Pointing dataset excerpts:
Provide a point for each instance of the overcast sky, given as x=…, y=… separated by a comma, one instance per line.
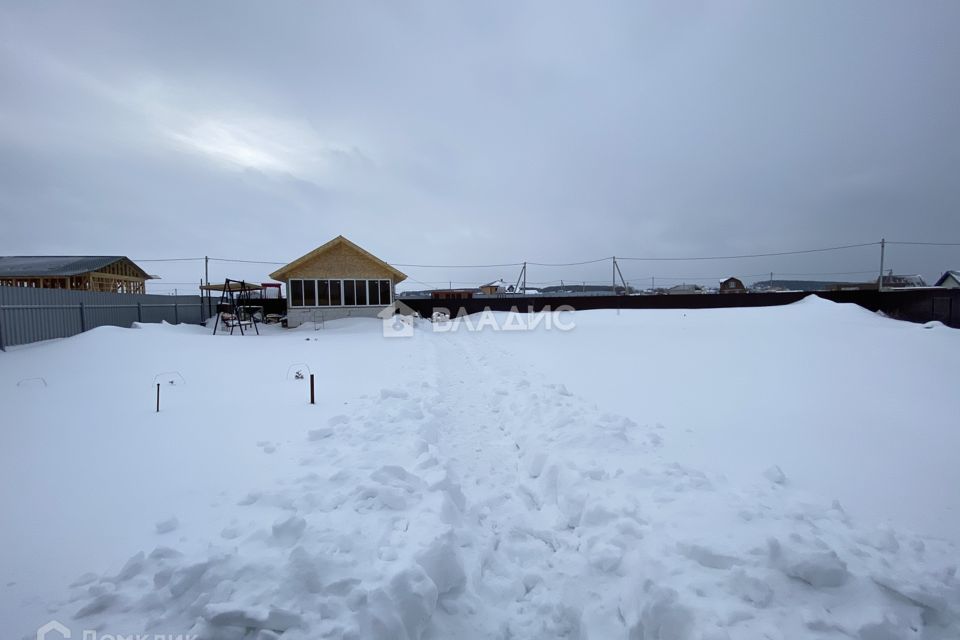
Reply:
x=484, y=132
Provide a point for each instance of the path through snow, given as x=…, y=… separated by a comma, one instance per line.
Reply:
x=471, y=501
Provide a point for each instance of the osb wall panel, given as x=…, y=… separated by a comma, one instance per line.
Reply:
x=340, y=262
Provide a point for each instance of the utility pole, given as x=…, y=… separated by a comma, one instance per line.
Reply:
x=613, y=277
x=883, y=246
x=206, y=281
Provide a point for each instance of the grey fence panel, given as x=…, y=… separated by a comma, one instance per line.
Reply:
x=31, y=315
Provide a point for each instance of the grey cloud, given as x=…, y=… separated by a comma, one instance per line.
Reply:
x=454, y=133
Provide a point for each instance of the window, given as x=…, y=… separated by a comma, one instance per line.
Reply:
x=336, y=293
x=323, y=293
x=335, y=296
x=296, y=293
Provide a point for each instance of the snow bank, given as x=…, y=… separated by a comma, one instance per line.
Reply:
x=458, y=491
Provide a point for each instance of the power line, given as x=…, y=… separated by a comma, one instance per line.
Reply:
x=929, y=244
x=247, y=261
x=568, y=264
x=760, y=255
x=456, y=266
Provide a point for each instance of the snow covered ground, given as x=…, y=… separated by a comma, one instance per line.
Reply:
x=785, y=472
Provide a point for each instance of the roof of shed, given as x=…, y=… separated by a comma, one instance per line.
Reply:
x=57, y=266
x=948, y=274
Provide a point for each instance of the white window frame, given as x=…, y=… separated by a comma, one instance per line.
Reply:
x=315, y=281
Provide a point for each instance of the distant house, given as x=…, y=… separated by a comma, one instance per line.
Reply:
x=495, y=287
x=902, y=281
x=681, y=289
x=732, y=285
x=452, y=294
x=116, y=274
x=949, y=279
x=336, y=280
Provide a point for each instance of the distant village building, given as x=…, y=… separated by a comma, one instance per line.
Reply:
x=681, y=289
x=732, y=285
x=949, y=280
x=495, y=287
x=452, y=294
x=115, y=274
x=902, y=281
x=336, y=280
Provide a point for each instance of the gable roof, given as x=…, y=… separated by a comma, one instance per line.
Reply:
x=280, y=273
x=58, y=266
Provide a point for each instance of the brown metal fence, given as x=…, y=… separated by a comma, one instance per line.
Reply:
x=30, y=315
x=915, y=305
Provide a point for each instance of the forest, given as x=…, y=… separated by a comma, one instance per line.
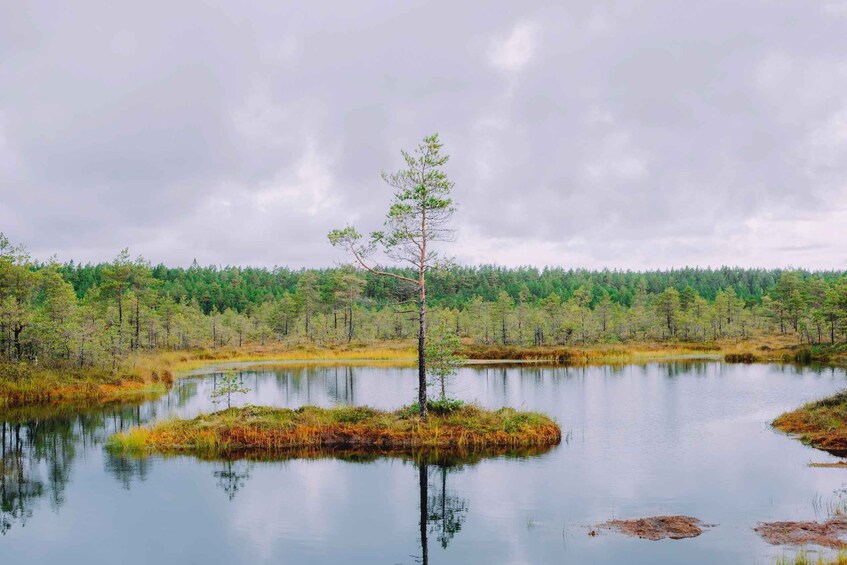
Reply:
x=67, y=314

DIRECTIONS FOR THIS TASK:
Retype all entries exactly as they appear, dropping the images.

WORKED ANSWER:
Provide a point for each instance of the overcast sky, given as x=…, y=… separated by a comma, one instance per line.
Reply:
x=484, y=132
Provide a point for each instance of the path through snow, given as x=…, y=… separated by a comma, one instance per line.
Reply:
x=471, y=501
Provide a point for each instance of the osb wall panel, given as x=…, y=… separated by a comma, one instance per line.
Reply:
x=340, y=262
Provide a point for each instance of the utility pole, given as x=…, y=… separated by a comma, one instance per line.
Reply:
x=613, y=277
x=883, y=246
x=206, y=281
Provide a point for each instance of the grey fence panel, given as x=…, y=… separated by a comma, one instance per line.
Reply:
x=31, y=315
Provide a point for each instance of the grey cloud, given as x=…, y=… separated by a comma, one instance per line.
Reply:
x=454, y=133
Provide a point for each instance of the window, given as x=…, y=… separated by a comma, one instance per line.
Reply:
x=336, y=293
x=323, y=293
x=335, y=296
x=296, y=293
Provide a point for each instance of the snow bank, given as x=…, y=… separated by a comma, one instance per line.
Reply:
x=458, y=491
Provide a point for each instance of the power line, given as x=…, y=… separated by a comma, one instance per line.
Reply:
x=929, y=244
x=247, y=261
x=568, y=264
x=760, y=255
x=456, y=266
Provide a point for each instance of the snow covered ground, given as x=…, y=… separated by a comma, one instance per line.
Reply:
x=785, y=472
Provide a point for each instance of the roof of shed, given as x=…, y=… separated by a comma, one instance per line.
Reply:
x=57, y=266
x=948, y=274
Provide a point for each instance of the white window frame, given as x=…, y=… separated by a comma, one instance per line.
Reply:
x=315, y=281
Provide a point for each instance of the distant house, given as x=…, y=… separated by a comma, one instance per line.
Reply:
x=495, y=287
x=902, y=281
x=681, y=289
x=732, y=285
x=452, y=294
x=116, y=274
x=949, y=279
x=336, y=280
Provide a point for each instance of the distant village building, given as x=…, y=… separated by a comma, one instance per line.
Reply:
x=681, y=289
x=732, y=285
x=949, y=280
x=495, y=287
x=452, y=294
x=115, y=274
x=902, y=281
x=336, y=280
Provide a point for each instance of the gable roof, given as x=…, y=… separated by a comma, one instance per line.
Reply:
x=280, y=273
x=58, y=266
Provide a point for each instance of the brown metal fence, given as x=…, y=… separated by a comma, one instance per line.
Reply:
x=30, y=315
x=915, y=305
Provide a point for each instance of the forest, given as x=…, y=… separated by a comma, one instance per line.
Reply:
x=67, y=314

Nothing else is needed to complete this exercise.